Enfin
le samedi matin. Je l’ai attendu longtemps çui-là. Depuis le
dimanche précédent en fait. Le store de ma chambre, bien descendu
jusqu’au bas, garde la pièce dans une semi-obscurité apaisante De
par la lueur qui émane de chaque côté par contre je devine bien
qu’il ne fait pas soleil. Peut-être, avec un morceau de chance,
est-ce qu’il a neigé cette nuit? Seul le filtreur de mon petit
aquarium empêche la tranquillité absolue. Son faible ronron,
accompagné du bruit de petite bulles qui éclatent à la surface de
l’eau a tout de même un petit quelque chose de réconfortant.
Parfois le soir j’aime bien laisser la petite lampe allumée et
m’endormir en regardant mes poissons.
Bien
au chaud sous les couvertures, je n’ai pas envie de me lever de
suite. J’étends un bras pour prendre un Pif Gadget, celui de la
semaine passée. Le numéro de cette semaine arrive ce matin et j’ai déjà bien hâte d’aller me le
chercher. Je me demande bien d’ailleurs quel sera le gadget. Après
avoir résolu de nouveau l’enquête de Ludo et relu l’aventure de
Docteur Justice, je décide de me lever. J’allume la lumière de
l’aquarium et j'en nourris ses locataires qui semblent avoir bien faim,
tout comme moi.
En
arrivant dans la cuisine je tire le rideau de la porte arrière et
constate que, malheureusement, il n’a pas neigé. S’il se trouve
un peu de neige, c’est très épart et il n’y en a certainement
pas assez pour faire un bonhomme. Encore moins pour aller glisser à
la pente. D’ailleurs la veille il a plu pas mal. Comme je l’avais
deviné, le ciel est gris. D’ordinaire j’égaierais tout ça avec
un bol de Count Chocula et un généreux sandwich au beurre
d’arachides que j’emporterais dans ma chambre, avec infinies
précautions bien entendu, pour déguster tout ça en regardant la
télé. C’est que maintenant je dispose d’un petit téléviseur
en noir et blanc, celui qui se trouvait dans la salle à manger
auparavant et qui a maintenant été remplacé. Mais pas de déjeuner
pour l’instant. Comme c’est samedi nous allons bientôt quitter
pour aller aux Galeries d’Anjou pour aller déjeuner, après quoi
nous allons faire l’épicerie chez Dominion.
Avant
que l’on parte toutefois il y a quelque chose d’important que je
dois faire absolument; aller me procurer le nouveau Pif. Je m’habille
et compte ensuite les sous que j’ai en poche. Il m’en faut 75 car
c’est ce qu’il coûte maintenant. Avant c’était 50.

Les consignes:
A) Répondez à ces questions sur l'extrait :
(i) Qu'est-ce qui empêche la tranquillité absolue dans la chambre ?
(ii) Dans quel magasin la famille va-t-elle faire l'épicerie ?
(iii) Combien de sous coûte maintenant le nouveau Pif ?
B) Recopiez l'extrait à partir de « Parfois le soir » jusqu'à « tout comme moi. » inclus, en changeant « couvertures » en « draps ».
Vous n'aurez pas besoin des données.

Données d'annotation par points:
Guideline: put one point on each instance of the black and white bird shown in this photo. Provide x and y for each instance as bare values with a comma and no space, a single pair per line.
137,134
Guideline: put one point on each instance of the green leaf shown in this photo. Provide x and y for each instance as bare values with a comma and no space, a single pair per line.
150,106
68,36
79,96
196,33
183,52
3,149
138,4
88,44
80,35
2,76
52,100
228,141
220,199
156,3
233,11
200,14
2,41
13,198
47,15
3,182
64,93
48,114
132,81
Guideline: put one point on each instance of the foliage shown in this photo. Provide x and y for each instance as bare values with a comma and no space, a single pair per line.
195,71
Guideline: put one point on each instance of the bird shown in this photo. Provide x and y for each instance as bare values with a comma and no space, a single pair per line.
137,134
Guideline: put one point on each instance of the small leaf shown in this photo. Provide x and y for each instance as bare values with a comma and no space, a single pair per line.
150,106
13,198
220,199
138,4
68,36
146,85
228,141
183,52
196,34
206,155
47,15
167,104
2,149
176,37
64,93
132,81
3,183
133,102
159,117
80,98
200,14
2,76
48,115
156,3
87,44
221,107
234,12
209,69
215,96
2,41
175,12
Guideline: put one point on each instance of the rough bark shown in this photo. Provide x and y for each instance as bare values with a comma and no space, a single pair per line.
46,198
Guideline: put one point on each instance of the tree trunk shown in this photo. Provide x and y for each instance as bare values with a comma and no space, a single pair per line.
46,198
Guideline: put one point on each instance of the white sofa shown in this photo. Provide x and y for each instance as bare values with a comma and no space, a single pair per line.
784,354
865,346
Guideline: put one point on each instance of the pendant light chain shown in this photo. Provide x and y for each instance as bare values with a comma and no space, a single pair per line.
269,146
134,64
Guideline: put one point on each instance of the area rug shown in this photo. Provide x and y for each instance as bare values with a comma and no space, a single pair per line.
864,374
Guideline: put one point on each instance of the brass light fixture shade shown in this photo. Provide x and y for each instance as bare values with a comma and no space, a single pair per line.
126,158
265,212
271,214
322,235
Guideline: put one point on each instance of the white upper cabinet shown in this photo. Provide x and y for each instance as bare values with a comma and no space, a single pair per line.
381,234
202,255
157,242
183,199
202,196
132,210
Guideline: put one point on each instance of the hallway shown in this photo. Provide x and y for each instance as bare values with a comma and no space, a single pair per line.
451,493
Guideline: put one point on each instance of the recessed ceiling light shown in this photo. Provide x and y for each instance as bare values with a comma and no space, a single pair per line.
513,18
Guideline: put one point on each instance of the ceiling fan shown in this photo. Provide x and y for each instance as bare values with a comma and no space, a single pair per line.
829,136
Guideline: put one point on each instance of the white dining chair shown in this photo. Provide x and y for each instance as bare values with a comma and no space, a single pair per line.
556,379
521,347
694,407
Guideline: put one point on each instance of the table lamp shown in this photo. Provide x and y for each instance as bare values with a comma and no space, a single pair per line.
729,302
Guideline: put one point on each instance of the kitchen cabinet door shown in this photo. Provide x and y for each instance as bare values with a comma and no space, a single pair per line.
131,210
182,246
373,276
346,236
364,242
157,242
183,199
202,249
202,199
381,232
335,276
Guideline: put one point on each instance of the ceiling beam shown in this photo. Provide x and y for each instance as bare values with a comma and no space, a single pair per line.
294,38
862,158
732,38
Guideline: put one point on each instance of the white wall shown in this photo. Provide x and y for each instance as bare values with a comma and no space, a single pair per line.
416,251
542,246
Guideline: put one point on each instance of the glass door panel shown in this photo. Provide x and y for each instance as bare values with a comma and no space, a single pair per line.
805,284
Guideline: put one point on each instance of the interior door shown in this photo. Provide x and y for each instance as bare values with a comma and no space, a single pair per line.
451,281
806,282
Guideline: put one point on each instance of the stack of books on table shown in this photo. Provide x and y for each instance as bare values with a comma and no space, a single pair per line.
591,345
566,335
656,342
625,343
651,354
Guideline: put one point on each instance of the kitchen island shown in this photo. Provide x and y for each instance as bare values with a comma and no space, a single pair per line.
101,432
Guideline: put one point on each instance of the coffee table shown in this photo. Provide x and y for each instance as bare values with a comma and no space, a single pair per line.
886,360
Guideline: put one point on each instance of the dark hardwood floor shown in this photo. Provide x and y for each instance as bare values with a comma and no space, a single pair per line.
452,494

Corrigé par consigne:
A)
(i) Le filtreur du petit aquarium.
(ii) Chez Dominion.
(iii) 75 sous.

B)
Parfois le soir j’aime bien laisser la petite lampe allumée et
m’endormir en regardant mes poissons.
Bien
au chaud sous les draps, je n’ai pas envie de me lever de
suite. J’étends un bras pour prendre un Pif Gadget, celui de la
semaine passée. Le numéro de cette semaine arrive ce matin et j’ai déjà bien hâte d’aller me le
chercher. Je me demande bien d’ailleurs quel sera le gadget. Après
avoir résolu de nouveau l’enquête de Ludo et relu l’aventure de
Docteur Justice, je décide de me lever. J’allume la lumière de
l’aquarium et j'en nourris ses locataires qui semblent avoir bien faim,
tout comme moi.